Parts of the exercise:
(a) According to the biographical extract on Nisha Singh, in which town was she born?
(b) State whether each of the following statements agrees with the biographical extract on Nisha Singh, answering yes or no and quoting the words of the extract that decide each case: (i) She attended Yogesh Memorial public school. (ii) She completed her graduation at a college in Chandigarh. (iii) She won prizes in giddha at college youth festivals.

Extract provided:
# # # # # # #
Nisha Singh is an Indian actress and singer who works in the Punjabi entertainment industry.

Early career 
She was born in Mansa, Punjab. She completed her schooling at Yogesh Memorial public school in Mansa, Punjab. She was very active in art & cultural activities during her school days. She has completed her graduation from SD College, Mansa. She has won many prizes in giddha during college youth festivals. She was first appeared in Punjabi television series with Bhagwant Mann. Meanwhile, Bano worked along with Binu Dhillon and Karamjit Anmol on various stages all around the world.
# # # # # # #
Given material:
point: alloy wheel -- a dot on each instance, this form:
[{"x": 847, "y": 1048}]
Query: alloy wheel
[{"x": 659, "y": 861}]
# # # # # # #
Solutions for each task:
(a) She was born in Mansa, Punjab.

(b)
(i) Yes: "She completed her schooling at Yogesh Memorial public school in Mansa, Punjab."
(ii) No: "She has completed her graduation from SD College, Mansa."
(iii) Yes: "She has won many prizes in giddha during college youth festivals."